**STATED PROBLEM**: Count how many lines of the items below contain the string "JSON", treating uppercase and lowercase as different. Give only that number.
* Begin *
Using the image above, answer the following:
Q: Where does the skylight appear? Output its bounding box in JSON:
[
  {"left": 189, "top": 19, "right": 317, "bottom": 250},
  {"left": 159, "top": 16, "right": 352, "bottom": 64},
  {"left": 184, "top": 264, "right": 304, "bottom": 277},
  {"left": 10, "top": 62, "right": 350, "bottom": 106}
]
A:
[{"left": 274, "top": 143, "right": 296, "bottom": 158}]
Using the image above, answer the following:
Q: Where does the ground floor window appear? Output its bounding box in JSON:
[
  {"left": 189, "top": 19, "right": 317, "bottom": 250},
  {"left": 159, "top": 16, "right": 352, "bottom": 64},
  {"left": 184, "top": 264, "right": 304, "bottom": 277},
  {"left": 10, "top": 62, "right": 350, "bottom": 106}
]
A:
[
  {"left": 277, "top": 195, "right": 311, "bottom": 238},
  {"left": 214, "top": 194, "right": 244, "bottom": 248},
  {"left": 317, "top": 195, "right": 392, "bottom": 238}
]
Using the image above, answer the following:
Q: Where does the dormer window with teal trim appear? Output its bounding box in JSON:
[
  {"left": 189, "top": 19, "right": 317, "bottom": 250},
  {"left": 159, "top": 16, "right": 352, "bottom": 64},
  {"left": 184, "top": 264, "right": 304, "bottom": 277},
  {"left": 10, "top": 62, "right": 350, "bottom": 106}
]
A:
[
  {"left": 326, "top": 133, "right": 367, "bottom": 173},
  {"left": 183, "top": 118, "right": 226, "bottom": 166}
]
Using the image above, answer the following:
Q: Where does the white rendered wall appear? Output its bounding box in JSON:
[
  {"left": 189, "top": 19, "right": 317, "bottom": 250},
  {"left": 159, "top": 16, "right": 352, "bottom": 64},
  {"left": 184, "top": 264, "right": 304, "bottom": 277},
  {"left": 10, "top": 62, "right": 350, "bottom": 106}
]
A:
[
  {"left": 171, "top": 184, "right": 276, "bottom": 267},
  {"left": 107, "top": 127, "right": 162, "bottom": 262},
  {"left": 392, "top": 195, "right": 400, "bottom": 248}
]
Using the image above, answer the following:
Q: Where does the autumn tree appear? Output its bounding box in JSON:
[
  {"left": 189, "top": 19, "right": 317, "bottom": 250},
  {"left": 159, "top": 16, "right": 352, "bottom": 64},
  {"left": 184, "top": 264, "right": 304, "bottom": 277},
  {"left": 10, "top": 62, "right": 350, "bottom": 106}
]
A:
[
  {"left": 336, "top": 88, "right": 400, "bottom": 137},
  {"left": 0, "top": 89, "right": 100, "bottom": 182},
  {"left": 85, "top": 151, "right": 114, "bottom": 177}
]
* End *
**THE COMPLETED TASK**: 5